▶ _HOW TO COMPLETE THIS TASK_
Please repeat, without alteration, the line containing "Expected: one marker per instance of the pine" and every line that follows it to the end of the entries below, and only those lines.

▶ _DATA FOR REVIEW_
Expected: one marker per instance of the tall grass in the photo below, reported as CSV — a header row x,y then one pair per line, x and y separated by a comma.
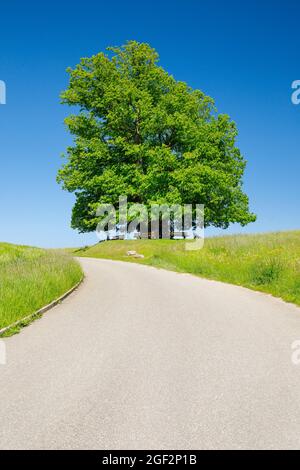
x,y
265,262
30,278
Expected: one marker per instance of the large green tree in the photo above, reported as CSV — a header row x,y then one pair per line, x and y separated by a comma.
x,y
139,132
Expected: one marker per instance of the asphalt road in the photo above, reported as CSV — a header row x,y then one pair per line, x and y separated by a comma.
x,y
139,358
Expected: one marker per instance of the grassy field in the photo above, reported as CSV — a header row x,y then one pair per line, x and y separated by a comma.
x,y
30,278
264,262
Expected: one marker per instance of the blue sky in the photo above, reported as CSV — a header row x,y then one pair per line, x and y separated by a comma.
x,y
245,54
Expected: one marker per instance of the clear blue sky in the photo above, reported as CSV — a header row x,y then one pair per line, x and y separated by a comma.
x,y
245,54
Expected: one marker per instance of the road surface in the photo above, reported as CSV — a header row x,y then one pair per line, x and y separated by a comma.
x,y
140,358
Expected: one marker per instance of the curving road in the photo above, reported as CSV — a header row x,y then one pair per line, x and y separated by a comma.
x,y
139,358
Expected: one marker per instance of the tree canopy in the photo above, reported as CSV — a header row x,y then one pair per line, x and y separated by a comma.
x,y
138,132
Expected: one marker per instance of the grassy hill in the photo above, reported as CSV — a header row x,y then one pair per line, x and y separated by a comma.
x,y
30,278
265,262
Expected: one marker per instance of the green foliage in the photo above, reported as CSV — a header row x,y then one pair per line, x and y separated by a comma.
x,y
32,278
141,133
266,262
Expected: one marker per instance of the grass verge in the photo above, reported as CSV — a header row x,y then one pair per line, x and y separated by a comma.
x,y
31,278
265,262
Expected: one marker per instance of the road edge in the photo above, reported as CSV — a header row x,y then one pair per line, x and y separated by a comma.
x,y
39,313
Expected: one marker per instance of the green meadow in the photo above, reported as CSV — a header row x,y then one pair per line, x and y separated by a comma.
x,y
265,262
31,278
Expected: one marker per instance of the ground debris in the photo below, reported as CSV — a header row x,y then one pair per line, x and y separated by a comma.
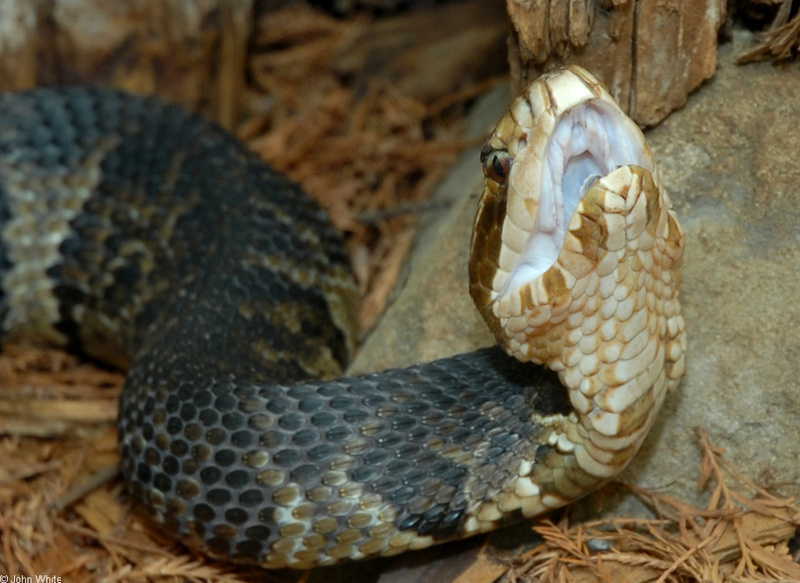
x,y
742,535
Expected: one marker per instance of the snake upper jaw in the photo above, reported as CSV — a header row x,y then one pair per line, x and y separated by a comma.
x,y
583,274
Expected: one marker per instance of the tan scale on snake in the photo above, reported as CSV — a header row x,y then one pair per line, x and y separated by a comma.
x,y
151,239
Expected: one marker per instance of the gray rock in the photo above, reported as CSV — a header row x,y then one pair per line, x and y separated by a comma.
x,y
731,162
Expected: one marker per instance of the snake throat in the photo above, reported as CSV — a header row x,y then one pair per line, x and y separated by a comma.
x,y
151,239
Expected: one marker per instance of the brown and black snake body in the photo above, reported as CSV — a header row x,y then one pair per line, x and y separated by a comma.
x,y
151,239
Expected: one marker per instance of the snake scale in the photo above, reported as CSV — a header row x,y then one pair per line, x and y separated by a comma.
x,y
149,238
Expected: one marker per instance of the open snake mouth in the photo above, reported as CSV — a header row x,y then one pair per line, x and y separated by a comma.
x,y
589,141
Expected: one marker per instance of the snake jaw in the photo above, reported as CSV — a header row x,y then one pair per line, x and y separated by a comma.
x,y
583,275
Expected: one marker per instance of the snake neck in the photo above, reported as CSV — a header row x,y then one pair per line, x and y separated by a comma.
x,y
606,317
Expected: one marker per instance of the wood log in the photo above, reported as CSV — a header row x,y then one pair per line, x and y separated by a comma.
x,y
650,53
193,53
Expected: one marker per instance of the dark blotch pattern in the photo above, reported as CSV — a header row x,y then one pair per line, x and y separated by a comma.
x,y
206,272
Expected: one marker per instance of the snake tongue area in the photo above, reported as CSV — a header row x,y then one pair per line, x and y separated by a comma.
x,y
153,240
576,257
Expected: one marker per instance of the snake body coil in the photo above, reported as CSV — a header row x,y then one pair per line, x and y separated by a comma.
x,y
152,240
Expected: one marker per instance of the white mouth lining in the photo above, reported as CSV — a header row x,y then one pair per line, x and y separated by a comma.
x,y
588,142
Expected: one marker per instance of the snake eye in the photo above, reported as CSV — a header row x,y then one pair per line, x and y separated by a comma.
x,y
496,165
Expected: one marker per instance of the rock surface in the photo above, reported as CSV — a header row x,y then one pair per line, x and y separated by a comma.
x,y
730,162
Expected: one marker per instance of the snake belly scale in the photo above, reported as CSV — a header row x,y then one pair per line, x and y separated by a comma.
x,y
150,239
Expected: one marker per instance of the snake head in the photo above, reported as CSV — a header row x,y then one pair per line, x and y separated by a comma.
x,y
557,139
575,264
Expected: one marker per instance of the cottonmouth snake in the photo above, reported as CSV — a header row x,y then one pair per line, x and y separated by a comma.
x,y
151,239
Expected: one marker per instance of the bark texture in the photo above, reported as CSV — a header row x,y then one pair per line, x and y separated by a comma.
x,y
650,53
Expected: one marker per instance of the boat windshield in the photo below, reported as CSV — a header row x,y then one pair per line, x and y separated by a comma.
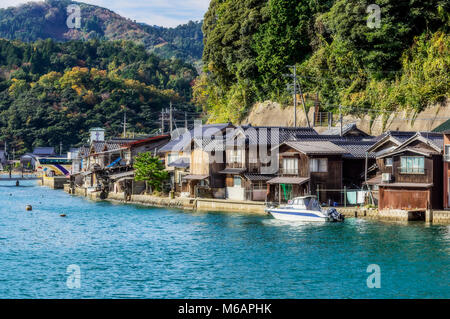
x,y
313,204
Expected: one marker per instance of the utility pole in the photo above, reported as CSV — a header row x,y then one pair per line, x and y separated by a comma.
x,y
295,96
294,89
170,113
124,123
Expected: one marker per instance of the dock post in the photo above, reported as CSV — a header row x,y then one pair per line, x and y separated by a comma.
x,y
429,216
345,196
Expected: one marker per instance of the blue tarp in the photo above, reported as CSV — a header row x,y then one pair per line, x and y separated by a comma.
x,y
114,163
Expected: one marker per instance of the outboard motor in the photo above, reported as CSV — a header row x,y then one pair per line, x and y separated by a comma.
x,y
334,215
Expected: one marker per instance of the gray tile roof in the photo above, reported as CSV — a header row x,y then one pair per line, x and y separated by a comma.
x,y
316,147
182,162
274,135
288,180
356,149
209,145
44,151
183,142
233,170
258,177
345,129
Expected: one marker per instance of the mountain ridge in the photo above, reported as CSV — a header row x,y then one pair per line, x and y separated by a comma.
x,y
47,19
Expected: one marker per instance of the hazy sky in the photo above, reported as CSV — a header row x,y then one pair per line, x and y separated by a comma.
x,y
168,13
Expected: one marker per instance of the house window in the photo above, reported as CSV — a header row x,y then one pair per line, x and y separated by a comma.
x,y
388,162
172,157
236,156
318,165
412,165
290,166
237,181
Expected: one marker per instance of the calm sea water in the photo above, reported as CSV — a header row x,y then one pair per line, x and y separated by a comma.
x,y
126,251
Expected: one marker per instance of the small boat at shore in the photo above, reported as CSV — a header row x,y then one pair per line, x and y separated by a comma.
x,y
305,208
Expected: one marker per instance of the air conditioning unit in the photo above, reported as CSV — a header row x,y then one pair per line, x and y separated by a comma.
x,y
386,177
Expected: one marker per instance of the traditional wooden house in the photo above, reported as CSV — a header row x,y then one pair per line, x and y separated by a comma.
x,y
307,167
348,130
249,159
412,174
207,160
177,157
446,182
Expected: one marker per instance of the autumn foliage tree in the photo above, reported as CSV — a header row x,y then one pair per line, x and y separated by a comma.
x,y
150,169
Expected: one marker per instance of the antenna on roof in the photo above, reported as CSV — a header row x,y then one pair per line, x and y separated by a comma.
x,y
294,88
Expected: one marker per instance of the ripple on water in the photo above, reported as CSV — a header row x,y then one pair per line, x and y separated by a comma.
x,y
127,251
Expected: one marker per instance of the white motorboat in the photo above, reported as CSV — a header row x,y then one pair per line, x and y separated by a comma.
x,y
305,208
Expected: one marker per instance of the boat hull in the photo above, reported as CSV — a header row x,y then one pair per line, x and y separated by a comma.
x,y
306,216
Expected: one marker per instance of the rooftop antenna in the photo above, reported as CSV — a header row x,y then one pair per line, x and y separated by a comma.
x,y
124,122
294,87
170,114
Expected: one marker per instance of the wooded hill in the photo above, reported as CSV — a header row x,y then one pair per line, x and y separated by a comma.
x,y
402,64
47,20
56,91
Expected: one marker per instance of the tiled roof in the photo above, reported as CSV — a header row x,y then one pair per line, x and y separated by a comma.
x,y
356,149
112,145
182,162
209,145
288,180
407,185
183,142
274,135
345,129
316,147
148,140
443,127
233,171
44,151
258,177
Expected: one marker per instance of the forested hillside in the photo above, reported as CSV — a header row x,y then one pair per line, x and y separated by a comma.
x,y
402,64
44,20
56,91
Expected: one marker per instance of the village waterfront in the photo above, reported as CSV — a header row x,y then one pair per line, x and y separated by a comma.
x,y
129,251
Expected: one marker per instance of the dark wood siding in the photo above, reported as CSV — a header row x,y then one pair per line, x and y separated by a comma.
x,y
407,199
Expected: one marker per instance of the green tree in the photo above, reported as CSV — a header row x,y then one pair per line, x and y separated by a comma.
x,y
151,170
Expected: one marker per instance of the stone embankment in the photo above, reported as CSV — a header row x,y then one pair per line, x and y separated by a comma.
x,y
206,204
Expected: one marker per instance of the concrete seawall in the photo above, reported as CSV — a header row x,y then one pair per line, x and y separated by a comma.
x,y
56,182
206,204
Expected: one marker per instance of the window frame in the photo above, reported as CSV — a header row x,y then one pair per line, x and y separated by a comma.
x,y
290,169
317,168
413,169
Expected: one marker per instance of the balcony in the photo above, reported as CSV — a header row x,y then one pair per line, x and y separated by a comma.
x,y
412,170
289,171
235,165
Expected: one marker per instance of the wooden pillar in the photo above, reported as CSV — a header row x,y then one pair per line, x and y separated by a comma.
x,y
279,193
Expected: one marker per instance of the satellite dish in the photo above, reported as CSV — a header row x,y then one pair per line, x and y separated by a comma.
x,y
178,132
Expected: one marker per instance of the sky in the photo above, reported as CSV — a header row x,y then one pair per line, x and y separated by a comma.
x,y
167,13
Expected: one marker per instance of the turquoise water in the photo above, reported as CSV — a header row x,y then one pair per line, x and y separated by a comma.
x,y
126,251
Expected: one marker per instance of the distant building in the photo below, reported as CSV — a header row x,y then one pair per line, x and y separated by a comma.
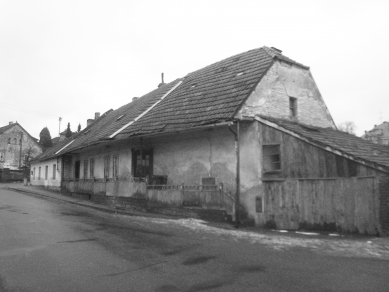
x,y
17,146
379,134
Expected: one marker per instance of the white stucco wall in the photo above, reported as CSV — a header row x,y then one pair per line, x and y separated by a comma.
x,y
49,181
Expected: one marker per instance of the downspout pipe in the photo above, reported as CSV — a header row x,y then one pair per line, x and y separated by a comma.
x,y
237,152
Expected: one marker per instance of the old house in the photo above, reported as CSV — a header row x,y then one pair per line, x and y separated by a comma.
x,y
17,147
215,140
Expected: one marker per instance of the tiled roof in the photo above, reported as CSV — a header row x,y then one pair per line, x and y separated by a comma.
x,y
346,143
5,128
210,95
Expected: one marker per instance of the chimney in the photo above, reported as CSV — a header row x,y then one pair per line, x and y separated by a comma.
x,y
89,121
278,50
162,83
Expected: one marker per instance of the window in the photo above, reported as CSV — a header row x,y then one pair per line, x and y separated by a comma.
x,y
106,167
85,168
114,166
92,168
142,164
271,158
259,205
292,107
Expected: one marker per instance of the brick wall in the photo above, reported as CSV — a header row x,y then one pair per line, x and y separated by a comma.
x,y
384,204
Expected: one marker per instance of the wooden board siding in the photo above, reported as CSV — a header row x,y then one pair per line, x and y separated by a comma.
x,y
299,159
347,204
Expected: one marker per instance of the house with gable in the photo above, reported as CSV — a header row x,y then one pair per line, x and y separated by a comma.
x,y
17,147
249,136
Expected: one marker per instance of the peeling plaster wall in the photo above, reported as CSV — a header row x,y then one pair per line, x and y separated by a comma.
x,y
50,182
186,158
271,96
11,152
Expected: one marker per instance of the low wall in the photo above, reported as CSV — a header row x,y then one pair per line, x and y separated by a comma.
x,y
348,205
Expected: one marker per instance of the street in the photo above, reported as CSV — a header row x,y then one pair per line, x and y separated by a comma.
x,y
51,245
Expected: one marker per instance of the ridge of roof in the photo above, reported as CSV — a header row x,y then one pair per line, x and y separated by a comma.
x,y
278,55
348,145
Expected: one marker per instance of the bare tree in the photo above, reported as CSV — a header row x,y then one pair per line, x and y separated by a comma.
x,y
348,127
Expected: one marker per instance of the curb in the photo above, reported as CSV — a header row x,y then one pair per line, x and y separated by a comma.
x,y
103,209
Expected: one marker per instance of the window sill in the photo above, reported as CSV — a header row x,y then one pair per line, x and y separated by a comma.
x,y
273,172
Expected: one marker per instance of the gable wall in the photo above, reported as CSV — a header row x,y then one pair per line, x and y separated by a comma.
x,y
50,182
11,151
271,96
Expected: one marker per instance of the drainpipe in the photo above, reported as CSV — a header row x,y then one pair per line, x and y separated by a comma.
x,y
237,193
20,154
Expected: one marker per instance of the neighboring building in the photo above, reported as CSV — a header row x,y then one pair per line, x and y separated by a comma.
x,y
17,146
379,134
176,147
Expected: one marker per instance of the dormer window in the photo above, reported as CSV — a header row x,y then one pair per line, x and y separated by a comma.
x,y
292,107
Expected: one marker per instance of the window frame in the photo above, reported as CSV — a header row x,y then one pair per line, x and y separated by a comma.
x,y
92,168
54,171
106,166
85,172
115,166
268,163
140,172
292,107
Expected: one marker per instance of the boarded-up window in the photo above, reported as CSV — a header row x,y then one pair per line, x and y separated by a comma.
x,y
292,107
106,166
114,166
92,168
271,158
142,162
258,205
85,168
352,168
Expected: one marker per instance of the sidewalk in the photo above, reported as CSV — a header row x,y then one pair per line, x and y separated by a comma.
x,y
41,192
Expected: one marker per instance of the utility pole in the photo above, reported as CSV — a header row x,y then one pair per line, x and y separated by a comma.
x,y
59,129
20,154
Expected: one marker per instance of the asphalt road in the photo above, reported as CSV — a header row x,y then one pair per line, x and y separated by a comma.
x,y
49,245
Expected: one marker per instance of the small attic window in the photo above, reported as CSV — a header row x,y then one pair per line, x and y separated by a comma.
x,y
292,107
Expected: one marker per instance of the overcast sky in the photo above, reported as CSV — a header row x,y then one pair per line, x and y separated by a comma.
x,y
71,59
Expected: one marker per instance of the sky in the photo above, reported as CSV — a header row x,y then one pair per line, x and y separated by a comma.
x,y
70,59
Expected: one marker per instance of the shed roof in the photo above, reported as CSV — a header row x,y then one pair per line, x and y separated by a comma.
x,y
348,145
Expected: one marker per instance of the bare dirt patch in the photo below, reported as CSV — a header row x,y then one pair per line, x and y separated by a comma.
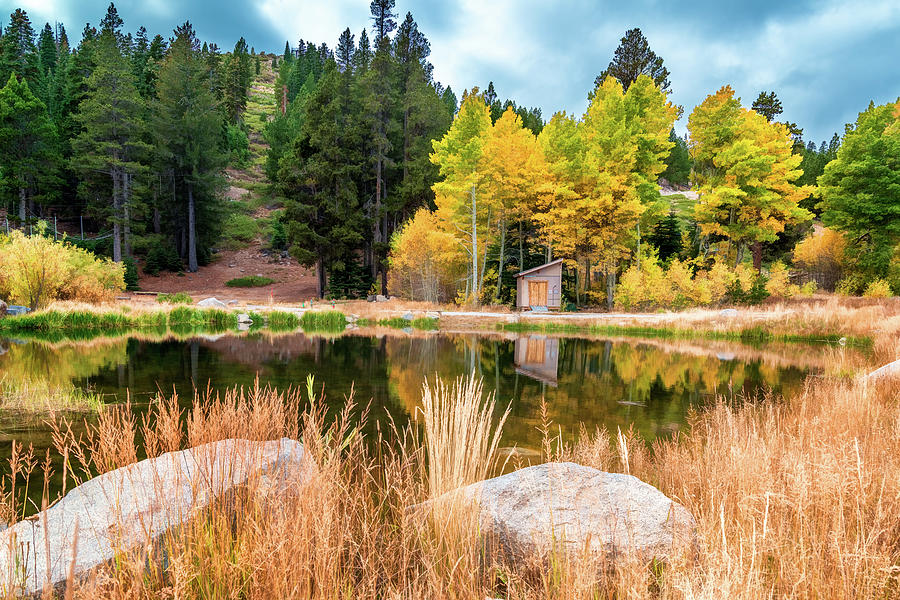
x,y
293,282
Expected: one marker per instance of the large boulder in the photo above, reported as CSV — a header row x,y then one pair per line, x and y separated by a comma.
x,y
531,511
212,303
131,507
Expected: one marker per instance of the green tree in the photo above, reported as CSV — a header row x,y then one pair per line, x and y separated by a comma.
x,y
110,142
236,87
745,169
27,143
632,58
861,186
318,180
18,54
768,105
678,163
666,237
188,125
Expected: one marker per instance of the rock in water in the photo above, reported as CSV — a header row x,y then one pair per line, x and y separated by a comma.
x,y
212,303
531,511
133,506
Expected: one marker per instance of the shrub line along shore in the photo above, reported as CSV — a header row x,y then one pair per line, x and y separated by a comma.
x,y
749,327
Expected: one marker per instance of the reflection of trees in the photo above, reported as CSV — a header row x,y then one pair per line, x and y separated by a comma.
x,y
600,383
60,365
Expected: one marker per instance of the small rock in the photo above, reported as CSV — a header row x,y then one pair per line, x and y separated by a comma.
x,y
212,303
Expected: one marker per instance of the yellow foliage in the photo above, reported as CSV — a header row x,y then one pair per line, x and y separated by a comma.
x,y
35,270
779,285
878,288
426,261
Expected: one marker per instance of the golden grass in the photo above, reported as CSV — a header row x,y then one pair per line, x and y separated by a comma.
x,y
796,498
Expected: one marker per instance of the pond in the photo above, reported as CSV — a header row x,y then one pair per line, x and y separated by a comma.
x,y
612,383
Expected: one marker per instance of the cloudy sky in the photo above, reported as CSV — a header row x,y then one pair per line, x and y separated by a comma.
x,y
826,59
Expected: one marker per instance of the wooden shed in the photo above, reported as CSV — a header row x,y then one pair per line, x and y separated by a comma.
x,y
540,287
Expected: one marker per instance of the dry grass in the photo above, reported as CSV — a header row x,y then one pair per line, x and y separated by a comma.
x,y
794,498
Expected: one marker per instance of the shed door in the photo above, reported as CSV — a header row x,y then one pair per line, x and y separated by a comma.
x,y
537,293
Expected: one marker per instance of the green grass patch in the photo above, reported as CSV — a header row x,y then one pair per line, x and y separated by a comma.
x,y
250,281
176,298
423,323
330,321
279,320
751,336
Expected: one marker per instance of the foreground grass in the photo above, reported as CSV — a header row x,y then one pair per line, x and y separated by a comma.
x,y
795,497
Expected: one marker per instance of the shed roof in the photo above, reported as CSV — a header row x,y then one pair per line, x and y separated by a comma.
x,y
544,266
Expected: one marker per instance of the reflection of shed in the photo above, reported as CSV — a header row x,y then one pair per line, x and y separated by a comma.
x,y
540,286
537,357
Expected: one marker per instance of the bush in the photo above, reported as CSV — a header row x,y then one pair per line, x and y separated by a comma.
x,y
250,281
35,270
161,256
238,145
277,235
878,289
131,280
177,298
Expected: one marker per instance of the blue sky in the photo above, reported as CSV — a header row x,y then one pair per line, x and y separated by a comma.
x,y
825,59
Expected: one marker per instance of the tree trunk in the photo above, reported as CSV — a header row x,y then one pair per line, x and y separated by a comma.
x,y
502,256
192,232
474,246
117,221
126,214
22,201
320,278
610,286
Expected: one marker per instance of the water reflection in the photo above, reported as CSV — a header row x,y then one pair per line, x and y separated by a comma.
x,y
597,382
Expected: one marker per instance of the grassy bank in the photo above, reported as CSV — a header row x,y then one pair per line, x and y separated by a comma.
x,y
31,397
793,498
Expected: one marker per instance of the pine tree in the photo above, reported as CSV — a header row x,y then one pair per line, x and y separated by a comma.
x,y
236,86
666,237
27,142
187,123
768,105
678,163
18,54
318,178
859,189
745,168
111,138
46,49
632,58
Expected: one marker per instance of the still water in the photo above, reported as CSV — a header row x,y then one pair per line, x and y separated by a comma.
x,y
650,385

▶ _ANSWER SPACE_
Expected: one marker per instance of the pine tree in the photo above, reported as CSV — a header row x,y then one pair per line, x and y separated by a comma.
x,y
236,86
666,237
27,142
187,123
768,105
678,163
18,54
318,178
859,189
745,168
111,138
46,49
632,58
Expected: one marker per instance of the still water in the photo above, reported as CSV — a header row x,y then one pair per line, x and y separated by a comma.
x,y
650,385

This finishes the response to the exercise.